| Stated exercise |
Copy each of the records below line by line, keeping every character unchanged.

(Annotation data for object locations)

[start]

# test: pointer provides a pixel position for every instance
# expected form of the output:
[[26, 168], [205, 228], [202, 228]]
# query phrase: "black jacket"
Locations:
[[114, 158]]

[end]

| Full solution |
# test: pointer provides a pixel position for every instance
# expected form of the output:
[[26, 168], [205, 228], [202, 228]]
# query phrase: "black jacket"
Locations:
[[114, 158]]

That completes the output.